[Start of Attachment]

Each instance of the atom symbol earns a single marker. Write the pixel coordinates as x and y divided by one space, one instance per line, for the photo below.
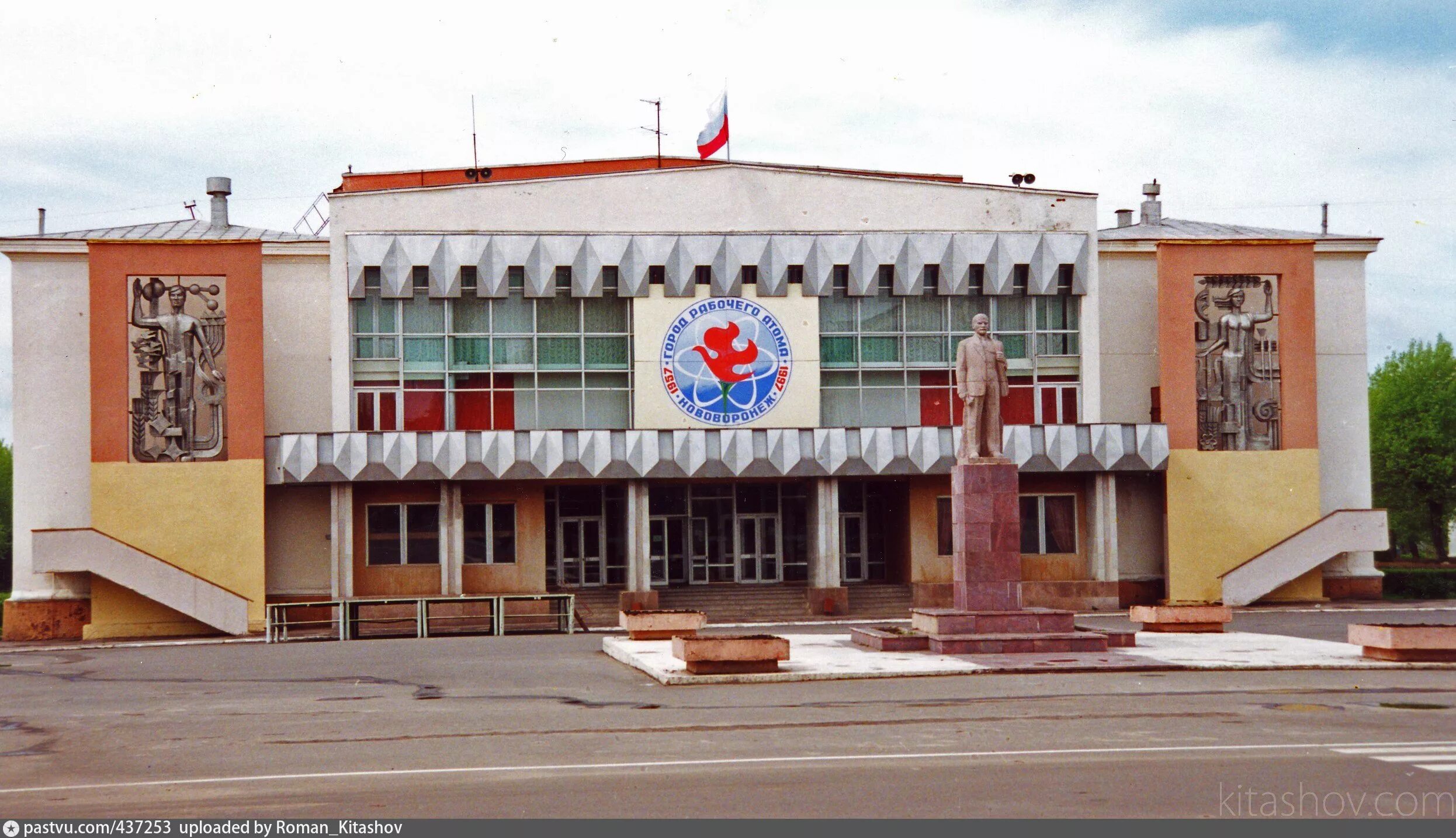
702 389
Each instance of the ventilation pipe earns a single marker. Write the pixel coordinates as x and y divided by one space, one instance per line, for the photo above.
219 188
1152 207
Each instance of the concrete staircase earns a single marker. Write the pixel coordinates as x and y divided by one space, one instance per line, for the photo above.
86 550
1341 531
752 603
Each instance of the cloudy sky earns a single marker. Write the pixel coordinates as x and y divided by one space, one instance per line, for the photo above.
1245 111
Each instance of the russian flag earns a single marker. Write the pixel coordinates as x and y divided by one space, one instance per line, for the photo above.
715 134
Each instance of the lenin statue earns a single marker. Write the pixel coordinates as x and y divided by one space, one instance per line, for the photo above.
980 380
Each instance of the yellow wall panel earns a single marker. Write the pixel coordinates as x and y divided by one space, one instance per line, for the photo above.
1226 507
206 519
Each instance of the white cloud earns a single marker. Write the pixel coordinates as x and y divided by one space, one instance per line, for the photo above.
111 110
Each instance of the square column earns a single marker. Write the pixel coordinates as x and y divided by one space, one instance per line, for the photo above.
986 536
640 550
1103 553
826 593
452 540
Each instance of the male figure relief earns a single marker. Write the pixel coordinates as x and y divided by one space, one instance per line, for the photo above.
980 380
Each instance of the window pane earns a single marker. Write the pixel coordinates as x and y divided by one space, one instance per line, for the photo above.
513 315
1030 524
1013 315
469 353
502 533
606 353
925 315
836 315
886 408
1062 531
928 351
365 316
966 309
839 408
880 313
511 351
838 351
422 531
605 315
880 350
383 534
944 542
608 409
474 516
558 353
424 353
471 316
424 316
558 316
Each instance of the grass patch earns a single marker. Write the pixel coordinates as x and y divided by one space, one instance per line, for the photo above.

[End of Attachment]

* YOUR TASK: Copy out the material above in full and exactly, but with no pictures.

* RESPONSE TO THE EXERCISE:
Each instance of the atom symbol earns a single marker. Write the pixel coordinates as x and y divided by one space, one instance per line, for the photo below.
702 389
Each instance of the ventilation pipe earns a single marker. Write the pixel coordinates as x and y divided by one space, one instance per line, for the photo above.
219 188
1152 207
Each instance of the concrete staircase earns a single marker. Write the pixel coordinates as x and y divided by one space, one instance per line, for the photo above.
86 550
1341 531
752 603
Each instance of the cloudy sky earns a single marker. Write the pixel coordinates as x and y divided by one space, one instance per line, for the photo above.
1245 111
Each instance of the russian flag earns a single marker. Write the pixel coordinates as x and y divided by one space, one instance per line, for the photo above.
715 134
Each instance of the lenin statue earns a single marker. Write the pixel coordinates as x and y divided by one space, one instance per line, for the photo above.
980 380
Each instance of the yellow wall panel earns a single marker. Write the pixel coordinates as x and y divided by one space, one instance per line, for the photo above.
1226 507
206 519
Each instance of the white cloud earns a single marker. Write the pixel coordinates as x and y divided by one space, one instance per line, for the photo above.
111 110
Each instance of the square column earns a single marker. Write the pixel coordinates as x and y divided by one space, one instance per line, for the photo above.
986 536
640 550
1103 553
826 593
452 540
Each instance of the male figure relief earns a single marker. Write the pixel coordinates as x and y divided by one space, one instance per line, for the photo above.
980 380
Each instance of the window pane earns a single marker. Write the pixel coordinates as x and y divided by one space, one instance per line, for the photo above.
513 315
1030 524
1013 315
469 353
502 533
606 353
925 315
836 315
886 408
1062 531
928 351
365 316
966 309
839 408
880 313
511 351
838 351
422 531
605 315
880 350
383 534
944 542
608 409
474 516
558 353
424 353
471 316
424 316
558 316
Each instance of the grass patch earns a single marker. Write the pixel coordinates as x and y divided by one space, one instance per line, for the photo above.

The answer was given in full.